Task statement: Note every line in the entries that contains the string "segment", and copy it.

※

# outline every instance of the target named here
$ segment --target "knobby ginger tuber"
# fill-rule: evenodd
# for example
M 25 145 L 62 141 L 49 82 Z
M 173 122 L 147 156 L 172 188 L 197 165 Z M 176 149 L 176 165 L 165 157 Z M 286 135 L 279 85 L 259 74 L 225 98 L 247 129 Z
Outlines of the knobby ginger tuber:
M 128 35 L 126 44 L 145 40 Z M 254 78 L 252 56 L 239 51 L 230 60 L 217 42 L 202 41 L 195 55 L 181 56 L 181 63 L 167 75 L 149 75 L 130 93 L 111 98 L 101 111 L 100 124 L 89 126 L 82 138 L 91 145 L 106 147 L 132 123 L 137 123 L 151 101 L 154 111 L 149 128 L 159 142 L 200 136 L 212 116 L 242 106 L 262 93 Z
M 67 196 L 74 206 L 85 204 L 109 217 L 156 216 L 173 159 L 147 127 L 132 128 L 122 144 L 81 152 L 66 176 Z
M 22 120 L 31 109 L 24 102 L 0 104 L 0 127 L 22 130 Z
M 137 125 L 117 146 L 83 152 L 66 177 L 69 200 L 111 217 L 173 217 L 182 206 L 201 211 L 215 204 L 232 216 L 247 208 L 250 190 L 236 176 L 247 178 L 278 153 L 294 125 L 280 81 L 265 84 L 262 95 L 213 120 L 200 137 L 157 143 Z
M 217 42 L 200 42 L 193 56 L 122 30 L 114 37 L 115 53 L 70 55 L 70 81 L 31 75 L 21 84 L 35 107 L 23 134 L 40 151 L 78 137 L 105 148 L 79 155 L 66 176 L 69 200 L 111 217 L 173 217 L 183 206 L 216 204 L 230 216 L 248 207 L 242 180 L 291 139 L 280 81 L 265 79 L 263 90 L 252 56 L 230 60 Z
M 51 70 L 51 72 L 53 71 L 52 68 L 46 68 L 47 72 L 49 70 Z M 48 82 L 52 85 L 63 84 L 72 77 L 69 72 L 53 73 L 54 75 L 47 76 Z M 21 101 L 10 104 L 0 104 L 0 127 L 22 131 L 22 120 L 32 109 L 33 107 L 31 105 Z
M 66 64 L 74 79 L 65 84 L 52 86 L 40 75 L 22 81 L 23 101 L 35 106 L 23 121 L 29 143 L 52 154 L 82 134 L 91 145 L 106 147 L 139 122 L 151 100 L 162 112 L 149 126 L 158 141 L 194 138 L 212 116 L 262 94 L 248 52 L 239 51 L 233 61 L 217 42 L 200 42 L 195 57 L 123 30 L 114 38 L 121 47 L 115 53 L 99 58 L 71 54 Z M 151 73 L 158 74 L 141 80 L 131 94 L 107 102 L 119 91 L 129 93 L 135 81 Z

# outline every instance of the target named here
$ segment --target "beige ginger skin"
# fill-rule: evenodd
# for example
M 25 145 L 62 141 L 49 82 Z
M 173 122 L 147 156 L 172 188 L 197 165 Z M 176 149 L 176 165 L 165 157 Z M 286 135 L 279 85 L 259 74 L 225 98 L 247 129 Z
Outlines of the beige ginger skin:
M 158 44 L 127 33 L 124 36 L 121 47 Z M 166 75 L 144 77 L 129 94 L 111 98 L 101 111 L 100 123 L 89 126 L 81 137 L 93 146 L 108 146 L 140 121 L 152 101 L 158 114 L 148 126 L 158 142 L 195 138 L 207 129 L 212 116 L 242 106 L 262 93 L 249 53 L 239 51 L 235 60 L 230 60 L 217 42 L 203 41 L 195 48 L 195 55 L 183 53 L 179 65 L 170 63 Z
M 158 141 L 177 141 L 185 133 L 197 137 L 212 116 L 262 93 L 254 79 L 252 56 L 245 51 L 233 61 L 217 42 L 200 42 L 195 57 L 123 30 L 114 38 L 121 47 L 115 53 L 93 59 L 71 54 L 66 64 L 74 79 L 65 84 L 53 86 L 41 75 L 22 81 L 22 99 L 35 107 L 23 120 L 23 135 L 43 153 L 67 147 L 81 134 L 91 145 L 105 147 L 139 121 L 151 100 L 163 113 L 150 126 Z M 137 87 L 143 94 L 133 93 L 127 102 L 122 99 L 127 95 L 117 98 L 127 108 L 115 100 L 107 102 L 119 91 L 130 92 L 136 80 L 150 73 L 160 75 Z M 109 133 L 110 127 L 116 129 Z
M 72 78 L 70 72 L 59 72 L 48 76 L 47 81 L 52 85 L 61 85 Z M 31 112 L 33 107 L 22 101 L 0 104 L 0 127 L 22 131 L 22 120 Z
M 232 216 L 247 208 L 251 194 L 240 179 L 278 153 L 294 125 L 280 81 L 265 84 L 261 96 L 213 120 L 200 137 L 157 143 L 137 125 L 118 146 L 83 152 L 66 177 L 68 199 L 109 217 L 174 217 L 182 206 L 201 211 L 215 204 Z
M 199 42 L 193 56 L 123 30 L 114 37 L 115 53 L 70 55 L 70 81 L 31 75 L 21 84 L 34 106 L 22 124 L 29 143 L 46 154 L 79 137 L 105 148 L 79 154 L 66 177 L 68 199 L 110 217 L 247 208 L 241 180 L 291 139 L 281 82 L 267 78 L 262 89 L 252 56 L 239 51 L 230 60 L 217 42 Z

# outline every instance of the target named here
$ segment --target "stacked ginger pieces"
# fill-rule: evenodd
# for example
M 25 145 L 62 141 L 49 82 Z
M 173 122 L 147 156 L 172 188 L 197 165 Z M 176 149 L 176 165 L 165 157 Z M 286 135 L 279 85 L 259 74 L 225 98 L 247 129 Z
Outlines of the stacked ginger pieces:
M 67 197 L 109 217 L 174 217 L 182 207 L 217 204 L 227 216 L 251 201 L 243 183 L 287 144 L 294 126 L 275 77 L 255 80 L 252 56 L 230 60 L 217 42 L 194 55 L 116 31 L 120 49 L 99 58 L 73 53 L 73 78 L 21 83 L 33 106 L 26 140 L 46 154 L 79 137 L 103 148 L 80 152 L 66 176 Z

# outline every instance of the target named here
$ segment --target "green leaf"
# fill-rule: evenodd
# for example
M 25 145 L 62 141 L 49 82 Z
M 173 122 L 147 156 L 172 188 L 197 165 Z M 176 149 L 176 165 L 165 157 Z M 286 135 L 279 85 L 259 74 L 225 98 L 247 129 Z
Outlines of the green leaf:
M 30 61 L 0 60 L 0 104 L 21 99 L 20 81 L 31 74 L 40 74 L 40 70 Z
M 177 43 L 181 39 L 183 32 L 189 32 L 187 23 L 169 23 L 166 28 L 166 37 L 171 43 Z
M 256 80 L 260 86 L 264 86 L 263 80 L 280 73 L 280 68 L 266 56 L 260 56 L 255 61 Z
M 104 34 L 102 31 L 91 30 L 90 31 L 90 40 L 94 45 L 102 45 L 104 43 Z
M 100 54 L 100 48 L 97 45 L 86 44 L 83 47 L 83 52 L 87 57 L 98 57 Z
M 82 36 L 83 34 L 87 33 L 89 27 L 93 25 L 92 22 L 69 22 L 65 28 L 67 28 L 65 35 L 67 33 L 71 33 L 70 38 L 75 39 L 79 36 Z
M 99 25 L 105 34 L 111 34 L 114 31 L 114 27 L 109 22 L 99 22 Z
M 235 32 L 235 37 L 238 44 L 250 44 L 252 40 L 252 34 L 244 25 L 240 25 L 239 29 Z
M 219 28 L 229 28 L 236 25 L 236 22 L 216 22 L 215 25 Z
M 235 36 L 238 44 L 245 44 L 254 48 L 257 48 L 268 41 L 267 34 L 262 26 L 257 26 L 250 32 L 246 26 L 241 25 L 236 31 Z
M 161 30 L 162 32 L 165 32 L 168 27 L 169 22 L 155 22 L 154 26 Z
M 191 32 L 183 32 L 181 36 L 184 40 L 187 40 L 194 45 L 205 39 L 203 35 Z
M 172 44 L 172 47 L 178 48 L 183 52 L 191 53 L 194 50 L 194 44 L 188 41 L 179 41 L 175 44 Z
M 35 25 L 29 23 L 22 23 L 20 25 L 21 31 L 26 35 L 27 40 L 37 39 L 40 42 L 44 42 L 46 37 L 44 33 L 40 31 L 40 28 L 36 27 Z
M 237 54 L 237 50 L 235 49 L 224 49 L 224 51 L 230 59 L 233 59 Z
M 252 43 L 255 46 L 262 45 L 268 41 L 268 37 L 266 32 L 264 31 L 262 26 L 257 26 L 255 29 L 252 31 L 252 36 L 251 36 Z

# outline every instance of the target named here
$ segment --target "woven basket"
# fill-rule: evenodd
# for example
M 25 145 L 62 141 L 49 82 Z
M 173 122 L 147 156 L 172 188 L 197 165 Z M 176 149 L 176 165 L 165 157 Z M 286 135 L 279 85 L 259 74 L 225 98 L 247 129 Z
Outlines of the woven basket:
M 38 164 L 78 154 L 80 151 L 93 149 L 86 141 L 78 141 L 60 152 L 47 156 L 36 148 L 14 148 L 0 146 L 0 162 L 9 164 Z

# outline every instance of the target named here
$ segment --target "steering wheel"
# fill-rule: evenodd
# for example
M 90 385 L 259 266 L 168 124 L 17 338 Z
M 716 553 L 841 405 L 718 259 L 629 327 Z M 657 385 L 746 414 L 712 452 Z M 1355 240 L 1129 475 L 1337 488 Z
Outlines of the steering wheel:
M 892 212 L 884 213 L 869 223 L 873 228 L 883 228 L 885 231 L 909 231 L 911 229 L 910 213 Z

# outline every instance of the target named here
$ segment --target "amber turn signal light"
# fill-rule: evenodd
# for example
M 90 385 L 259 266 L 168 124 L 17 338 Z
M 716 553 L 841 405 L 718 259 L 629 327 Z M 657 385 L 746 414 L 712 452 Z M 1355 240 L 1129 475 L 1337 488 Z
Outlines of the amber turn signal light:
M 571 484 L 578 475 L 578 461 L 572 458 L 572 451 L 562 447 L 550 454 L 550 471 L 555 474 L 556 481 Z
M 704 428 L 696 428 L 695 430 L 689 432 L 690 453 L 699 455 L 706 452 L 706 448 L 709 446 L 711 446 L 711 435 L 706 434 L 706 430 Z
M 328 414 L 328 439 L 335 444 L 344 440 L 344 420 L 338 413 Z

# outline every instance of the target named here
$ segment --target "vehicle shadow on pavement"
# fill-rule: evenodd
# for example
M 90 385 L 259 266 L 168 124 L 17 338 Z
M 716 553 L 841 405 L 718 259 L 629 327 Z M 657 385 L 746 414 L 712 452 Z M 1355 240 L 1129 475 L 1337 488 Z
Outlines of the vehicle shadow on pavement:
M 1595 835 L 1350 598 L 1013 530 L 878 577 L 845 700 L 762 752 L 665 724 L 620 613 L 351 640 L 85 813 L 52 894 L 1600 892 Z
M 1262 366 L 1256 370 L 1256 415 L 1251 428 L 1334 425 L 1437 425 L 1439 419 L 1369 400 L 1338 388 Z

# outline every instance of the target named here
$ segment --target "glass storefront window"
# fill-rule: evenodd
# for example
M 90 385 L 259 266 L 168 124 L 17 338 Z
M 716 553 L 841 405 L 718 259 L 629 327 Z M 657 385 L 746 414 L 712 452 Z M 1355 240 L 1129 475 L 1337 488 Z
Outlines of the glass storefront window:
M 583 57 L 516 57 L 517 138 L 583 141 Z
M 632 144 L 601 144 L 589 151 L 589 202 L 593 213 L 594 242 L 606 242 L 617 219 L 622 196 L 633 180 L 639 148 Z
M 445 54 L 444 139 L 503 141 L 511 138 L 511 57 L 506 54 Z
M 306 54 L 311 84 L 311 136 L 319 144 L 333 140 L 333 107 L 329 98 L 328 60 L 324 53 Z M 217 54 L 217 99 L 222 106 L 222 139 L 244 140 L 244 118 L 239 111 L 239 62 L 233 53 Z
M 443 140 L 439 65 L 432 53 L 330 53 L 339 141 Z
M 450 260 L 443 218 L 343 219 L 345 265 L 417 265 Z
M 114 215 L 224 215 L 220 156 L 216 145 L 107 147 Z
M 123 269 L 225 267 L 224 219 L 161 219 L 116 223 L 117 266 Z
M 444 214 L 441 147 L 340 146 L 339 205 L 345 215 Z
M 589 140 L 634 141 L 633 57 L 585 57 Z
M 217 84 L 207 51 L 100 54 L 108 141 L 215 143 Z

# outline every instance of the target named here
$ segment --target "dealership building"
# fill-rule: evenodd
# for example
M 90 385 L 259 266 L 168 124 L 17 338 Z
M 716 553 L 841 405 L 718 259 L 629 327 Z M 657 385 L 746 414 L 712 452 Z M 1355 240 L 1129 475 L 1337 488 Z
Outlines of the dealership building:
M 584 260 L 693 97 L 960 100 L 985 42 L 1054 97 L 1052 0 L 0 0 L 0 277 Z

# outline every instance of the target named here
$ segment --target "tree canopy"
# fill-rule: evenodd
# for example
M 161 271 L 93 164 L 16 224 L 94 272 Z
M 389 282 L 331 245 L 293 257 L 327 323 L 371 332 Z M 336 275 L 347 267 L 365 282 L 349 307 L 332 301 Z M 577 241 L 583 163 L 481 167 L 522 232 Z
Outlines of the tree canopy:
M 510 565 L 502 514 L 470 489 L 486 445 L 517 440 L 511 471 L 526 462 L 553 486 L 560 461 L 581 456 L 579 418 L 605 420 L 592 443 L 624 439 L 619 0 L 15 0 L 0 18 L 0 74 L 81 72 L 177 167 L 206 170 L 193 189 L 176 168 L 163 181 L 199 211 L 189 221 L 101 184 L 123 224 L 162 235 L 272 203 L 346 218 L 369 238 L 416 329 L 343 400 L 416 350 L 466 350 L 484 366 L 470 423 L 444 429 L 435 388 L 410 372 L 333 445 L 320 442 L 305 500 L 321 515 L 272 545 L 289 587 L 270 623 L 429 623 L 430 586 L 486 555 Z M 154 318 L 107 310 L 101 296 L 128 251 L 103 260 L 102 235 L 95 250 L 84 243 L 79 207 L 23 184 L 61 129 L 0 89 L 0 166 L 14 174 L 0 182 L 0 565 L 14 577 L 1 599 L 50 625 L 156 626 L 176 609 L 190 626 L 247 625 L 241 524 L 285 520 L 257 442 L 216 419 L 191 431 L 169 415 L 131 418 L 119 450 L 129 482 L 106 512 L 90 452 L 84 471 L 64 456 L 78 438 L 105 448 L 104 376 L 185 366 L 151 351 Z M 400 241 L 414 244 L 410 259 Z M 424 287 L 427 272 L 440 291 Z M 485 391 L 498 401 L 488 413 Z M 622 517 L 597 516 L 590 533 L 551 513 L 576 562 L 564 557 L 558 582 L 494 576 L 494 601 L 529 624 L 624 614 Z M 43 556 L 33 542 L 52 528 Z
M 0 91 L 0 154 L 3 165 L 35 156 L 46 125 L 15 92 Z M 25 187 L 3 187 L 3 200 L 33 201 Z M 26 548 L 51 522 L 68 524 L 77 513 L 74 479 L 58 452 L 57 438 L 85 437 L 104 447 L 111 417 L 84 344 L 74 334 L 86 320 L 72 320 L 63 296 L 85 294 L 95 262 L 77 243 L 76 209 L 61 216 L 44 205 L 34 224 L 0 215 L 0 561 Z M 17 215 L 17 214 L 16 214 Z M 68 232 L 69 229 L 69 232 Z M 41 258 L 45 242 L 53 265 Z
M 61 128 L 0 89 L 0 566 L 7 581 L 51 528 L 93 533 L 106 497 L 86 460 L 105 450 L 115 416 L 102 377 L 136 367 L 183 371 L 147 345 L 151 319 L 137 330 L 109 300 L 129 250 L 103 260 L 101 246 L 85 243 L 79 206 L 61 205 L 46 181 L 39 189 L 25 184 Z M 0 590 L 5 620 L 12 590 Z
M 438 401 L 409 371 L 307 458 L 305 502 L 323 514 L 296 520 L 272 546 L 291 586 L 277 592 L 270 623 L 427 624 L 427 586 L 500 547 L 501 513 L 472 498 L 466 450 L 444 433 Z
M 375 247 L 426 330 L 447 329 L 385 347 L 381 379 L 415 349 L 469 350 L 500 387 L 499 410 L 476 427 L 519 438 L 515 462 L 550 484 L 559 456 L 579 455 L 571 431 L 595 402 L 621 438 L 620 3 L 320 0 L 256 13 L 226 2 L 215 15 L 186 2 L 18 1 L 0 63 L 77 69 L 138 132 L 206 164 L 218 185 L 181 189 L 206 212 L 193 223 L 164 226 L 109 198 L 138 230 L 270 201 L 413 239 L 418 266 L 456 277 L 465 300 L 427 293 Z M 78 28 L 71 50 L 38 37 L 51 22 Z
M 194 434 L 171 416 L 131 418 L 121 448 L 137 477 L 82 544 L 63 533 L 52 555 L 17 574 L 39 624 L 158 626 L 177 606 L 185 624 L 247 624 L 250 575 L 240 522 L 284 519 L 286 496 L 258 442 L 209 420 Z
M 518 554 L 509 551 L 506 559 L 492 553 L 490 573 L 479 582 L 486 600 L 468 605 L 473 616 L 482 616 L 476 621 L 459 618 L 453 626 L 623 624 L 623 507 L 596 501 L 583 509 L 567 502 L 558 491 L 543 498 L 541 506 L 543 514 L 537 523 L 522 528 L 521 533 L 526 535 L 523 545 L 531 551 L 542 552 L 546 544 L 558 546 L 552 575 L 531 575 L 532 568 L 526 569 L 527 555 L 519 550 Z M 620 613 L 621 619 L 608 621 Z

※

Reply to the exercise:
$ segment --target "knobby ginger tuber"
$ segment --target "beige ginger skin"
$ segment --target "stacked ginger pieces"
$ segment --target "green leaf"
$ segment --target "woven basket"
$ segment --target "steering wheel"
$ segment --target "amber turn signal light"
$ segment --target "vehicle shadow on pavement"
$ segment --target "glass storefront window"
$ segment --target "dealership building"
$ segment --target "tree canopy"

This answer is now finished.